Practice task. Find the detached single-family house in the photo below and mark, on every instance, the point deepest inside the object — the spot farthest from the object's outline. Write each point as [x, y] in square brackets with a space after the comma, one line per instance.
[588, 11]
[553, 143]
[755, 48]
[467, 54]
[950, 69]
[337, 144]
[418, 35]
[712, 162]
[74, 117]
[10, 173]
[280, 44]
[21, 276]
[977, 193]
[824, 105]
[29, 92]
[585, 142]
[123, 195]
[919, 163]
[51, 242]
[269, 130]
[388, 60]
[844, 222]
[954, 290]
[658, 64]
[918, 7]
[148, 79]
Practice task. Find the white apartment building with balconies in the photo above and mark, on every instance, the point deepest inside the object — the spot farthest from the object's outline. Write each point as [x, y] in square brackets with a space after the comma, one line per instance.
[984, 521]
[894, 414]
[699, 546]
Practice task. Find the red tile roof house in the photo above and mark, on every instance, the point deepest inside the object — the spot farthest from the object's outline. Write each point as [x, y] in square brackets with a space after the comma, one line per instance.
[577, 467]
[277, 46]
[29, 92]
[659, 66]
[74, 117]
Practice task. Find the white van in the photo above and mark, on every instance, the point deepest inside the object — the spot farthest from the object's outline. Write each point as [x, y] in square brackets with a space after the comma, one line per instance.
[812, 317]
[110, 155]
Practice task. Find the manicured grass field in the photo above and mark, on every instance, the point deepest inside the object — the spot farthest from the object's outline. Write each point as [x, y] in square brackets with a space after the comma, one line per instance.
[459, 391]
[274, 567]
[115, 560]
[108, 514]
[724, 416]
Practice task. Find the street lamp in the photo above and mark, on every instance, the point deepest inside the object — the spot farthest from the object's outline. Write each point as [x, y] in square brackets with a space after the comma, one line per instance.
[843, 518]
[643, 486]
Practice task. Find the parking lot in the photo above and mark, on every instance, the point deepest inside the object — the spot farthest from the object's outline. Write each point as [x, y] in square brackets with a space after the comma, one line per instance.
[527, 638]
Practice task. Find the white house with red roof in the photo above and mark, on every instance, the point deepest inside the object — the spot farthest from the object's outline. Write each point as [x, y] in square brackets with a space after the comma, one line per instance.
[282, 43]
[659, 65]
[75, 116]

:: Set exercise ::
Restate each record word for word.

:: Worked solution ::
Practice task. Find the detached single-family house in the photo below and mark, on every instance, the point deepest inside the object — the spot farthest from the object's outline. Write each point as [x, y] in square brackets with a space after the comma, one line per instance.
[588, 11]
[553, 143]
[755, 48]
[467, 54]
[950, 69]
[337, 144]
[418, 35]
[712, 162]
[74, 117]
[10, 173]
[280, 44]
[21, 276]
[977, 193]
[824, 105]
[29, 92]
[585, 142]
[123, 195]
[919, 163]
[51, 242]
[269, 130]
[388, 60]
[844, 222]
[954, 290]
[658, 64]
[918, 7]
[148, 79]
Practice task. Find the white apartment building with balconies in the photo above and mark, on every instance, the point deepest inside the object — the spot farthest from the object's outline. Write each point as [x, y] in square brackets with a space after the comma, one line per instance.
[984, 521]
[894, 414]
[699, 546]
Practice task. Find the red tile roof house in the photo above and mark, on every instance, the point deepest inside the object — the spot farthest from the object's outline. Write each point as [x, y] in square brackets with a space after the comma, one line per instance.
[577, 467]
[277, 46]
[29, 92]
[659, 66]
[74, 117]
Practice task. Find the white van in the photo above and mark, on every instance, the point deepest inside the object — the spot farthest from the object's outline. Write each point as [x, y] in square brackets with a space after the comma, one line per instance.
[812, 317]
[110, 155]
Practice task. Find the manicured grass field in the photo above and mark, on every instance, the point deepest inside the object — the spot farthest from the object's outline. Write each point as [x, y] in square brackets with a space after the comma, one line per instance.
[459, 391]
[274, 567]
[115, 560]
[108, 514]
[724, 416]
Practice task. Find the street lamp in the photo above and mark, on every instance, the point deepest inside the object — the spot farthest from the object's outline. Write each point as [x, y] in square brackets with a space after the comma, one line per instance.
[843, 518]
[643, 486]
Practice task. Find the parking lot in the photo above and mark, on every instance, the point deepest inside the object — the spot farthest from the object's outline. Write each point as [x, y] in square brackets with a space after the comma, one line per instance.
[527, 638]
Practice task. Find the white house with red roof in the photo above and mark, on every instance, the point deepest inside the object — the spot farthest from the object's outline. Write each point as [x, y] in square brackets with a space after the comma, one line per instance.
[282, 43]
[659, 65]
[75, 116]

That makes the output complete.